-- Start SUPPLIED INFORMATION --
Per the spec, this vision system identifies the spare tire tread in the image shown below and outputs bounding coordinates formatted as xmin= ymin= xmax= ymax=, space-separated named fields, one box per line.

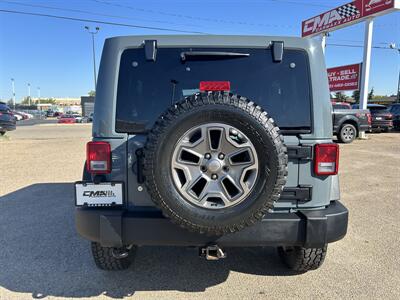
xmin=144 ymin=92 xmax=288 ymax=235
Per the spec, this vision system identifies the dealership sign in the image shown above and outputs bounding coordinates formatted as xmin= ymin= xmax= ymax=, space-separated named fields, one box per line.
xmin=327 ymin=64 xmax=361 ymax=92
xmin=301 ymin=0 xmax=400 ymax=37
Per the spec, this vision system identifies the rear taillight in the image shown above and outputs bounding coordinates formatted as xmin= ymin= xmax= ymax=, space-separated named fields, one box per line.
xmin=86 ymin=142 xmax=111 ymax=174
xmin=199 ymin=81 xmax=231 ymax=92
xmin=314 ymin=144 xmax=339 ymax=176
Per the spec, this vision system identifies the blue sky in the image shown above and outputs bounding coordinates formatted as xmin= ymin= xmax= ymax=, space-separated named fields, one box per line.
xmin=0 ymin=0 xmax=400 ymax=102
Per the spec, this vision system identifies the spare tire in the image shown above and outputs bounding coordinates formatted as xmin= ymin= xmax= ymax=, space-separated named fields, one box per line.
xmin=144 ymin=92 xmax=287 ymax=235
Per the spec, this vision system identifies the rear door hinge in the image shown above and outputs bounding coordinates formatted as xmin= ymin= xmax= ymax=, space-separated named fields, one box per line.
xmin=287 ymin=145 xmax=313 ymax=160
xmin=281 ymin=186 xmax=312 ymax=202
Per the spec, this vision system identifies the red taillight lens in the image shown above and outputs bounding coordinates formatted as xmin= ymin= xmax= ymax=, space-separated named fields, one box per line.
xmin=200 ymin=81 xmax=231 ymax=92
xmin=86 ymin=142 xmax=111 ymax=174
xmin=314 ymin=144 xmax=339 ymax=175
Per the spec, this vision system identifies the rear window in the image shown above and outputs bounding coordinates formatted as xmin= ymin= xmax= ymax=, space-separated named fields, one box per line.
xmin=116 ymin=48 xmax=311 ymax=133
xmin=368 ymin=106 xmax=388 ymax=112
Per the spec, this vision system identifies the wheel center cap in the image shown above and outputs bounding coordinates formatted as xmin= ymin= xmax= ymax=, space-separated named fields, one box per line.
xmin=208 ymin=159 xmax=222 ymax=173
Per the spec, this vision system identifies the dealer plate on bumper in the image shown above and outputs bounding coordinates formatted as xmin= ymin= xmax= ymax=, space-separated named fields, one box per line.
xmin=75 ymin=182 xmax=123 ymax=206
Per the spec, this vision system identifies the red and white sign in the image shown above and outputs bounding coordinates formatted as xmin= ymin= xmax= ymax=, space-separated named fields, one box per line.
xmin=327 ymin=64 xmax=361 ymax=92
xmin=301 ymin=0 xmax=400 ymax=37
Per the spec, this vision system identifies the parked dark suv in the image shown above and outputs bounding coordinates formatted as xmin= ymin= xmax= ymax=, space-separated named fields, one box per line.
xmin=75 ymin=35 xmax=348 ymax=272
xmin=0 ymin=102 xmax=16 ymax=135
xmin=332 ymin=102 xmax=371 ymax=143
xmin=389 ymin=103 xmax=400 ymax=130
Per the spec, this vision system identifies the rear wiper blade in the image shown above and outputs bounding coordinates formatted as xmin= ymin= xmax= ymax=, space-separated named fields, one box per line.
xmin=181 ymin=51 xmax=250 ymax=61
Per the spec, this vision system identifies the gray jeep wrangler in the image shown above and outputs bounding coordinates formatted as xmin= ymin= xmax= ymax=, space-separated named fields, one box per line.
xmin=75 ymin=35 xmax=348 ymax=272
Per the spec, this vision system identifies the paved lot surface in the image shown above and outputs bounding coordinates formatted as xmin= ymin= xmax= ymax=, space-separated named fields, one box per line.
xmin=0 ymin=124 xmax=400 ymax=299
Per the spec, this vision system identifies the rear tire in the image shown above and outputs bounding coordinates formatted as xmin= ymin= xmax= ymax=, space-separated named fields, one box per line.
xmin=278 ymin=245 xmax=328 ymax=272
xmin=91 ymin=242 xmax=136 ymax=271
xmin=338 ymin=124 xmax=357 ymax=144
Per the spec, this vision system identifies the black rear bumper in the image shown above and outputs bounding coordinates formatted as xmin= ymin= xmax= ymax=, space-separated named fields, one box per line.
xmin=75 ymin=201 xmax=348 ymax=247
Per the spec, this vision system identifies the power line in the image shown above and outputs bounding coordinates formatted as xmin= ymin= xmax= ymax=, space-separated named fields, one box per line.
xmin=0 ymin=9 xmax=207 ymax=34
xmin=333 ymin=38 xmax=393 ymax=45
xmin=0 ymin=0 xmax=199 ymax=26
xmin=91 ymin=0 xmax=298 ymax=28
xmin=326 ymin=43 xmax=393 ymax=50
xmin=264 ymin=0 xmax=332 ymax=8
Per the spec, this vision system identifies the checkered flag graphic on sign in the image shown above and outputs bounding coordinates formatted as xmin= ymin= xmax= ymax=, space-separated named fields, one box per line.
xmin=337 ymin=3 xmax=360 ymax=18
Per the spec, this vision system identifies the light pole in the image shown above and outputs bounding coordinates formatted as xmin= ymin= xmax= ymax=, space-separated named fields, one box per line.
xmin=85 ymin=26 xmax=100 ymax=91
xmin=37 ymin=86 xmax=42 ymax=118
xmin=389 ymin=43 xmax=400 ymax=103
xmin=11 ymin=78 xmax=15 ymax=110
xmin=28 ymin=83 xmax=31 ymax=106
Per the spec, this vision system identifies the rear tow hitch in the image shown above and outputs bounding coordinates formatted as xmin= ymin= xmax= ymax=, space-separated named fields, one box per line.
xmin=111 ymin=245 xmax=133 ymax=259
xmin=199 ymin=245 xmax=226 ymax=260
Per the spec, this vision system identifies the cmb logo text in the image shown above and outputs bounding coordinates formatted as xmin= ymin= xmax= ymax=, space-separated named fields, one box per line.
xmin=82 ymin=191 xmax=116 ymax=198
xmin=303 ymin=7 xmax=361 ymax=34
-- End SUPPLIED INFORMATION --
- **WORK REQUIRED**: Render the lines above as a Markdown table with the columns "No." and "Line", numbering each row and skipping blank lines. Leave the pictures out.

- **PROBLEM SOLUTION**:
| No. | Line |
|---|---|
| 1 | Per the spec, this vision system identifies the spare tire tread in the image shown below and outputs bounding coordinates formatted as xmin= ymin= xmax= ymax=, space-separated named fields, one box per line. |
| 2 | xmin=144 ymin=92 xmax=288 ymax=235 |
| 3 | Per the spec, this vision system identifies the dealership sign in the image shown above and outputs bounding coordinates formatted as xmin= ymin= xmax= ymax=, space-separated named fields, one box per line. |
| 4 | xmin=327 ymin=64 xmax=361 ymax=92 |
| 5 | xmin=301 ymin=0 xmax=400 ymax=37 |
| 6 | Per the spec, this vision system identifies the rear taillight in the image shown above and outputs bounding coordinates formatted as xmin= ymin= xmax= ymax=, space-separated named fields, one box per line. |
| 7 | xmin=86 ymin=142 xmax=111 ymax=174 |
| 8 | xmin=199 ymin=81 xmax=231 ymax=92 |
| 9 | xmin=314 ymin=144 xmax=339 ymax=176 |
| 10 | Per the spec, this vision system identifies the blue sky in the image shown above and outputs bounding coordinates formatted as xmin= ymin= xmax= ymax=, space-separated named fields, one box per line. |
| 11 | xmin=0 ymin=0 xmax=400 ymax=102 |
| 12 | Per the spec, this vision system identifies the spare tire in the image shown above and outputs bounding coordinates formatted as xmin= ymin= xmax= ymax=, space-separated named fields, one box per line. |
| 13 | xmin=144 ymin=92 xmax=287 ymax=235 |
| 14 | Per the spec, this vision system identifies the rear door hinge in the image shown above and outputs bounding coordinates formatted as xmin= ymin= xmax= ymax=, space-separated named fields, one box per line. |
| 15 | xmin=287 ymin=145 xmax=313 ymax=160 |
| 16 | xmin=281 ymin=186 xmax=312 ymax=202 |
| 17 | Per the spec, this vision system identifies the red taillight lens in the image shown above and outputs bounding coordinates formatted as xmin= ymin= xmax= ymax=, space-separated named fields, one box per line. |
| 18 | xmin=200 ymin=81 xmax=231 ymax=92 |
| 19 | xmin=86 ymin=142 xmax=111 ymax=174 |
| 20 | xmin=314 ymin=144 xmax=339 ymax=175 |
| 21 | Per the spec, this vision system identifies the rear window in the image shown above and outputs bounding coordinates formatted as xmin= ymin= xmax= ymax=, space-separated named fields, one box per line. |
| 22 | xmin=116 ymin=48 xmax=311 ymax=133 |
| 23 | xmin=368 ymin=106 xmax=388 ymax=112 |
| 24 | Per the spec, this vision system identifies the wheel center cap in the image shown above and outputs bounding coordinates formatted as xmin= ymin= xmax= ymax=, space-separated named fields, one box per line. |
| 25 | xmin=208 ymin=159 xmax=222 ymax=173 |
| 26 | Per the spec, this vision system identifies the dealer plate on bumper in the image shown above and outputs bounding coordinates formatted as xmin= ymin= xmax= ymax=, space-separated named fields, one box per line. |
| 27 | xmin=75 ymin=182 xmax=123 ymax=206 |
| 28 | Per the spec, this vision system identifies the red and white sign in the image shown above and outputs bounding coordinates formatted as xmin= ymin= xmax= ymax=, space-separated named fields, one box per line. |
| 29 | xmin=327 ymin=64 xmax=361 ymax=92 |
| 30 | xmin=301 ymin=0 xmax=400 ymax=37 |
| 31 | Per the spec, this vision system identifies the parked dark suv in the image shown above and outputs bounding coordinates formatted as xmin= ymin= xmax= ymax=, space-separated named fields, one box per line. |
| 32 | xmin=75 ymin=35 xmax=348 ymax=272 |
| 33 | xmin=0 ymin=102 xmax=16 ymax=135 |
| 34 | xmin=332 ymin=102 xmax=371 ymax=143 |
| 35 | xmin=389 ymin=103 xmax=400 ymax=130 |
| 36 | Per the spec, this vision system identifies the rear wiper blade in the image shown above and outputs bounding coordinates formatted as xmin= ymin= xmax= ymax=, space-separated named fields, one box per line. |
| 37 | xmin=181 ymin=51 xmax=250 ymax=61 |
| 38 | Per the spec, this vision system identifies the gray jeep wrangler in the image shown above and outputs bounding coordinates formatted as xmin= ymin= xmax= ymax=, space-separated named fields, one box per line. |
| 39 | xmin=75 ymin=35 xmax=348 ymax=272 |
| 40 | Per the spec, this vision system identifies the paved lot surface in the image shown above and outputs bounding coordinates formatted as xmin= ymin= xmax= ymax=, space-separated named fields, one box per line. |
| 41 | xmin=0 ymin=124 xmax=400 ymax=299 |
| 42 | Per the spec, this vision system identifies the rear tire in the image shown above and outputs bounding coordinates formatted as xmin= ymin= xmax= ymax=, space-separated named fields, one box per line. |
| 43 | xmin=278 ymin=245 xmax=328 ymax=272 |
| 44 | xmin=91 ymin=242 xmax=136 ymax=271 |
| 45 | xmin=338 ymin=124 xmax=357 ymax=144 |
| 46 | Per the spec, this vision system identifies the black rear bumper in the image shown above and outputs bounding coordinates formatted as xmin= ymin= xmax= ymax=, space-separated named fields, one box per line. |
| 47 | xmin=75 ymin=201 xmax=348 ymax=247 |
| 48 | Per the spec, this vision system identifies the power line in the image shown above and outputs bounding coordinates formatted as xmin= ymin= xmax= ymax=, space-separated named fields, one box per line. |
| 49 | xmin=0 ymin=9 xmax=207 ymax=34 |
| 50 | xmin=333 ymin=38 xmax=393 ymax=45 |
| 51 | xmin=0 ymin=0 xmax=199 ymax=26 |
| 52 | xmin=91 ymin=0 xmax=298 ymax=28 |
| 53 | xmin=326 ymin=43 xmax=393 ymax=50 |
| 54 | xmin=264 ymin=0 xmax=332 ymax=8 |
| 55 | Per the spec, this vision system identifies the checkered flag graphic on sign in the image shown above and outputs bounding coordinates formatted as xmin= ymin= xmax= ymax=, space-separated named fields, one box per line. |
| 56 | xmin=337 ymin=3 xmax=360 ymax=18 |
| 57 | Per the spec, this vision system identifies the light pole in the image shown above and outputs bounding coordinates formatted as xmin= ymin= xmax= ymax=, space-separated named fields, one box per line. |
| 58 | xmin=85 ymin=26 xmax=100 ymax=91 |
| 59 | xmin=37 ymin=86 xmax=42 ymax=118 |
| 60 | xmin=389 ymin=43 xmax=400 ymax=103 |
| 61 | xmin=11 ymin=78 xmax=15 ymax=110 |
| 62 | xmin=28 ymin=83 xmax=31 ymax=106 |
| 63 | Per the spec, this vision system identifies the rear tow hitch in the image shown above and outputs bounding coordinates formatted as xmin= ymin= xmax= ymax=, space-separated named fields, one box per line. |
| 64 | xmin=111 ymin=245 xmax=133 ymax=259 |
| 65 | xmin=199 ymin=245 xmax=226 ymax=260 |
| 66 | Per the spec, this vision system identifies the cmb logo text in the image shown above and outputs bounding coordinates formatted as xmin= ymin= xmax= ymax=, space-separated named fields, one box per line. |
| 67 | xmin=82 ymin=191 xmax=116 ymax=198 |
| 68 | xmin=303 ymin=7 xmax=361 ymax=34 |